# [WHAT IS BEING ASKED]
Pull every line from the records below and copy it word for word, leaving the pictures out of your answer.

***

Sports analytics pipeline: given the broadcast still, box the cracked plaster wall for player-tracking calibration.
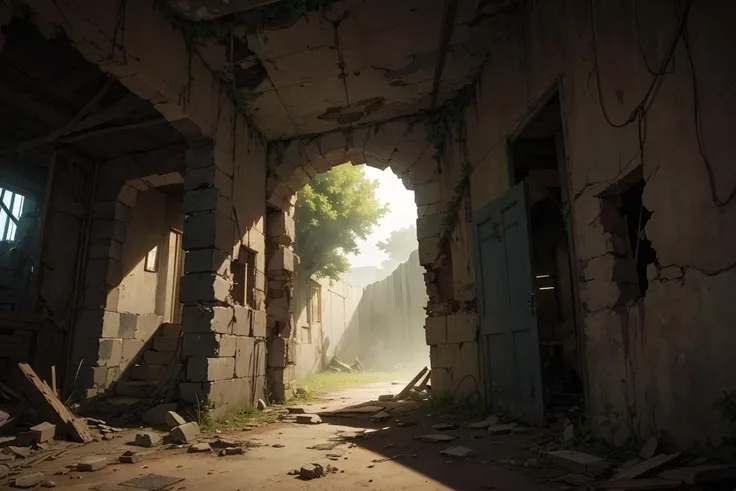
[448,0,736,443]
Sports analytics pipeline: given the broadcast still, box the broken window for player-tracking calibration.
[143,245,158,273]
[0,188,25,242]
[600,166,659,305]
[230,246,256,308]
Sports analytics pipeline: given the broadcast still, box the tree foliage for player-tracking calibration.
[376,225,419,274]
[294,164,388,279]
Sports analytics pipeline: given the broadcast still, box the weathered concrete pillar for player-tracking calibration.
[266,209,298,401]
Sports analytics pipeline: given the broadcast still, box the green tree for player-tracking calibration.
[376,225,419,274]
[294,164,388,279]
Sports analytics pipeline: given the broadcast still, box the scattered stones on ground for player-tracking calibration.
[169,421,200,443]
[468,415,498,430]
[13,472,43,489]
[639,436,659,460]
[77,455,107,472]
[296,414,322,425]
[133,432,161,448]
[488,423,519,435]
[440,445,478,459]
[299,464,324,481]
[30,421,56,443]
[119,450,142,464]
[187,443,212,453]
[414,434,455,443]
[165,411,187,428]
[432,423,458,431]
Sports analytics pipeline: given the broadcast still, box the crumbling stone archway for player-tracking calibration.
[266,120,450,400]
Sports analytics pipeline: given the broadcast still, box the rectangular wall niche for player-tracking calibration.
[230,246,256,308]
[599,166,659,306]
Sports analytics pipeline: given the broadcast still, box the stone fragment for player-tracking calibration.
[414,434,455,443]
[440,445,477,459]
[299,464,324,481]
[488,423,519,435]
[468,415,498,430]
[547,450,607,473]
[639,436,659,460]
[13,472,43,489]
[170,421,199,443]
[77,456,107,472]
[133,433,161,448]
[30,421,56,443]
[432,423,457,431]
[187,443,212,453]
[164,411,187,428]
[120,450,142,464]
[296,414,322,425]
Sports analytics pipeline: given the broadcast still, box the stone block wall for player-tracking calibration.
[424,312,484,401]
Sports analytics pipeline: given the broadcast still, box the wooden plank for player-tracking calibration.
[611,452,680,481]
[18,363,94,443]
[394,367,429,401]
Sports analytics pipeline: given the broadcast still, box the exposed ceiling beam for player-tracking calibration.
[430,0,457,109]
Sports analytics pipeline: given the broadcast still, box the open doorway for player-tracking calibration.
[510,94,584,419]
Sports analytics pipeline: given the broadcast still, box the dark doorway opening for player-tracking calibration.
[510,94,584,420]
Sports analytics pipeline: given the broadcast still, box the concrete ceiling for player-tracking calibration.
[171,0,518,140]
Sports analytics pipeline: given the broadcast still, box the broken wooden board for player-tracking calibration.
[394,367,429,401]
[596,478,680,491]
[611,452,680,481]
[659,464,736,486]
[18,363,94,443]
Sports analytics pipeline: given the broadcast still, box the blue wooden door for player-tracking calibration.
[473,183,545,425]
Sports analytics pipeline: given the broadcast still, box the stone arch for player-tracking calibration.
[266,120,450,399]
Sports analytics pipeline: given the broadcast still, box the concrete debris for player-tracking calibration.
[639,436,659,460]
[77,456,107,472]
[468,416,498,430]
[432,423,458,431]
[488,423,519,435]
[169,421,200,444]
[164,411,187,428]
[13,472,43,489]
[296,414,322,425]
[133,432,161,448]
[187,443,212,453]
[119,450,142,464]
[547,450,608,474]
[299,464,324,481]
[440,445,478,459]
[414,434,455,443]
[659,464,736,486]
[565,473,595,485]
[611,452,680,481]
[30,421,56,443]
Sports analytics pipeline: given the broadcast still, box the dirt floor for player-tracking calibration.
[1,382,570,491]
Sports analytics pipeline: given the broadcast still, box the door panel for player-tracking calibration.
[473,184,545,425]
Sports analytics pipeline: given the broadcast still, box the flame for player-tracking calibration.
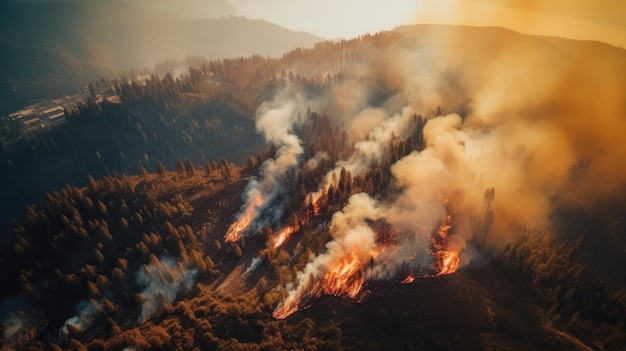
[310,191,322,217]
[224,194,264,242]
[274,225,298,249]
[400,273,415,284]
[430,215,460,276]
[272,248,365,319]
[272,210,460,319]
[317,248,365,297]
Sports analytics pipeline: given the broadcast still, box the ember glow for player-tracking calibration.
[431,215,460,276]
[273,209,460,319]
[274,225,298,249]
[224,194,264,242]
[316,249,365,297]
[400,273,415,284]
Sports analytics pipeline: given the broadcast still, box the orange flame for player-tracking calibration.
[400,273,415,284]
[224,194,264,242]
[272,248,365,319]
[316,248,365,297]
[430,215,460,276]
[274,225,298,249]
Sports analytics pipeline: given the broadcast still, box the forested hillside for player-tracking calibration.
[0,0,321,114]
[0,25,626,350]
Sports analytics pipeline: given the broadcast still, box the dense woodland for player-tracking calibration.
[0,0,321,114]
[1,100,626,350]
[0,25,626,350]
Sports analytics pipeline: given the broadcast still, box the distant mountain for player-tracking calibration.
[0,1,321,113]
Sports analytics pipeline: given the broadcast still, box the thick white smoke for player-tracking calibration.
[272,26,626,316]
[283,193,380,314]
[137,257,197,322]
[226,88,306,241]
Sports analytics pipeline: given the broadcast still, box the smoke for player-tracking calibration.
[272,26,626,316]
[226,88,306,241]
[137,257,197,322]
[279,193,379,309]
[61,299,102,335]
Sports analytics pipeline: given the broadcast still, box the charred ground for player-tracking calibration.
[0,28,626,350]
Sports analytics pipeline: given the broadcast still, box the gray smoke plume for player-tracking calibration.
[137,257,197,322]
[226,88,307,241]
[272,26,626,316]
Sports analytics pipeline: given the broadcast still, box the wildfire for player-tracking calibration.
[400,273,415,284]
[272,249,365,319]
[316,249,365,297]
[274,225,298,249]
[224,194,264,242]
[430,215,460,276]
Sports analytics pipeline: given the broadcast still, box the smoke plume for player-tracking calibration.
[137,257,197,322]
[226,88,304,241]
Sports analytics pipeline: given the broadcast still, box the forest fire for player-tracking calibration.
[316,249,365,297]
[272,249,365,319]
[274,225,298,249]
[430,215,460,276]
[224,194,264,242]
[400,273,415,284]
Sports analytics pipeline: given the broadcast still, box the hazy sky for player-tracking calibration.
[229,0,626,47]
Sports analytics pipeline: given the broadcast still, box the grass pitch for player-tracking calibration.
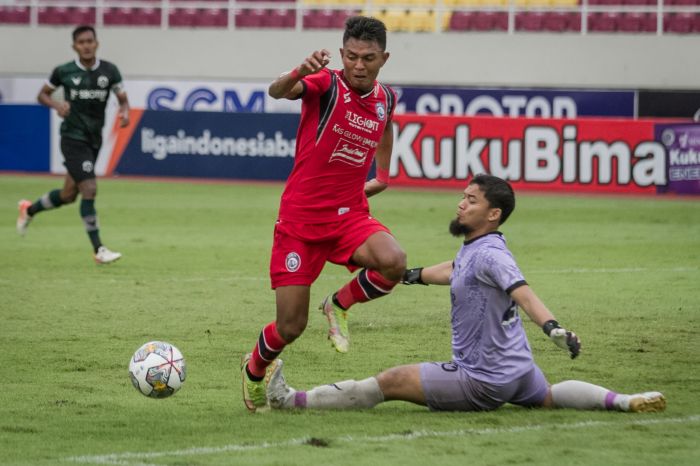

***

# [REPLY TO THE TASK]
Sports analytics pipeline: given the broadcast still, box the cracked plaster wall for player-tracking calibration.
[448,0,736,443]
Sports analytics pipeline: given the broadcast still, box the broken window for player-tracking calibration.
[143,245,158,273]
[0,188,25,242]
[600,166,659,305]
[230,246,256,308]
Sports analytics pipeline: given the broadcast still, box the tree foliage for player-tracking calibration.
[376,225,419,274]
[294,164,388,279]
Sports analytics pipeline: given the broadcast still, box the weathered concrete pillar for player-tracking calibration.
[266,209,298,401]
Sports analytics pipeline: given the broadcast still, box the green tree for player-tracking calibration.
[376,225,419,274]
[294,164,388,279]
Sports analytics pipeline: given the broadcast still, box the scattered stones on ground for player-tracking calibration.
[169,421,200,443]
[468,415,498,430]
[13,472,43,489]
[639,436,659,460]
[77,455,107,472]
[296,414,322,425]
[133,432,161,448]
[488,423,519,435]
[440,445,478,459]
[299,464,324,481]
[30,421,56,443]
[119,450,142,464]
[187,443,212,453]
[414,434,455,443]
[165,411,187,428]
[432,423,458,431]
Sports analytics pipeline: given the broadcast still, box the crumbling stone archway for player-tracking calibration.
[266,120,450,400]
Sports analytics pipeline: given the broadcast still, box the rectangular wall niche for player-tracking calibration.
[230,246,256,308]
[599,166,659,306]
Sports analytics pipeline: given the broadcast still, box the stone fragment for player-tracking calibration.
[414,434,455,443]
[440,445,477,459]
[299,464,324,481]
[488,423,519,435]
[468,415,498,430]
[547,450,607,473]
[639,436,659,460]
[13,472,43,489]
[170,421,199,443]
[77,456,107,472]
[133,433,161,448]
[30,421,56,443]
[432,423,457,431]
[187,443,212,453]
[164,411,187,428]
[120,450,142,464]
[296,414,322,425]
Sports analytics pipeline: given the broadcast still, box the stone block wall for player-tracking calibration.
[424,312,484,401]
Sports analytics pipeline: given the broadcast still, box the wooden plank for player-tracking calibration.
[611,452,680,481]
[18,363,94,443]
[394,367,429,401]
Sports analytics pipeline: given the broadcast still, box the exposed ceiling beam for player-tracking calibration.
[430,0,457,109]
Sports analytics pipeline: given the broadcast still, box the open doorway for player-tracking calibration.
[510,94,584,419]
Sports analytics pipeline: given the broadcast still, box the dark doorway opening for player-tracking calibration.
[510,94,584,420]
Sports analytics pipeline: given the broadcast still, box the concrete ceiling for player-tracking calibration.
[171,0,518,140]
Sports analytics pipeline: given the broadcast still, box the broken wooden board for player-tracking calibration.
[394,367,429,401]
[596,478,680,491]
[611,452,680,481]
[659,464,736,486]
[18,363,94,443]
Sports analytics pipeline: given the broadcast still, box the blue wooden door for player-tracking calibration.
[473,183,545,425]
Sports analytics pipeline: given the broadcast still, box the stone arch for player-tracking calibration.
[266,120,450,399]
Sports analytics pipeline: given the broadcast still, box the concrete debris for player-tracking calibration.
[639,436,659,460]
[77,456,107,472]
[468,416,498,430]
[432,423,458,431]
[488,423,519,435]
[169,421,200,444]
[164,411,187,428]
[13,472,43,489]
[296,414,322,425]
[133,432,161,448]
[187,443,212,453]
[119,450,142,464]
[547,450,608,474]
[299,464,324,481]
[440,445,478,459]
[414,434,455,443]
[659,464,736,486]
[565,473,595,485]
[611,452,680,481]
[30,421,56,443]
Sports analytics pipeline: given the broadcast still, box the dirt floor for player-tracking calibration.
[1,382,570,491]
Sports analytics pipeline: given the broadcast still, box the door panel for player-tracking calibration.
[473,184,545,425]
Sports analytics pipeline: given the broadcast still, box the flame for player-tracking calibration.
[310,191,322,217]
[224,194,264,242]
[274,225,298,249]
[400,273,415,284]
[430,215,460,276]
[272,248,365,319]
[272,210,460,319]
[317,248,365,297]
Sports analytics pipeline: given the broadcast still, box the ember glow for player-tracking calibration.
[431,215,460,276]
[273,209,460,319]
[274,225,298,249]
[224,194,264,242]
[316,249,365,297]
[400,273,415,284]
Sports analytics pipeline: given the broadcast still, box the orange flame for player-tracking calibration.
[400,273,415,284]
[224,194,264,242]
[272,248,365,319]
[316,248,365,297]
[430,215,460,276]
[274,225,298,249]
Sports analytics pipeline: given the broadcast still, box the forested hillside for player-tracking calibration.
[0,0,321,114]
[0,25,626,350]
Sports analytics pipeline: given the broadcast still, box the dense woodland for player-tracking calibration.
[0,0,321,114]
[1,100,626,350]
[0,25,626,350]
Sports analytics pipeline: given the broadcast still, box the distant mountain for player-tracking calibration.
[0,1,321,113]
Sports analytics pipeline: given the broadcast still, box the thick white smoke for player-tracking calibration.
[272,26,626,316]
[283,193,380,314]
[137,257,197,322]
[226,88,306,241]
Sports analytics pipeline: given the broadcast still, box the smoke for player-tracking calibration.
[272,26,626,316]
[226,88,306,241]
[137,257,197,322]
[279,193,379,309]
[61,299,102,335]
Sports analytics pipeline: given the broadcast still, box the charred ground for player-tracking calibration.
[0,28,626,350]
Sports analytics pipeline: given the broadcast still, box the gray smoke plume for player-tracking calibration.
[137,257,197,322]
[226,88,307,241]
[272,26,626,316]
Sports analytics pipeline: given the broadcast still, box the wildfire for player-tracking calibration.
[400,273,415,284]
[272,249,365,319]
[316,249,365,297]
[274,225,298,249]
[224,194,264,242]
[430,215,460,276]
Sports analytics pipeline: given the broadcast still, box the smoke plume for player-tracking calibration.
[137,257,197,322]
[226,88,304,241]
Sports analytics pipeline: given the broadcast still, box the forest fire for player-tracking calibration.
[316,249,365,297]
[272,249,365,319]
[274,225,298,249]
[430,215,460,276]
[224,194,264,242]
[400,273,415,284]
Sports analytics pipeline: given the broadcast still, box the hazy sky for player-tracking calibration.
[229,0,626,47]
Sports analytics pipeline: given the broadcast still, box the grass pitch for player-tracking calibration.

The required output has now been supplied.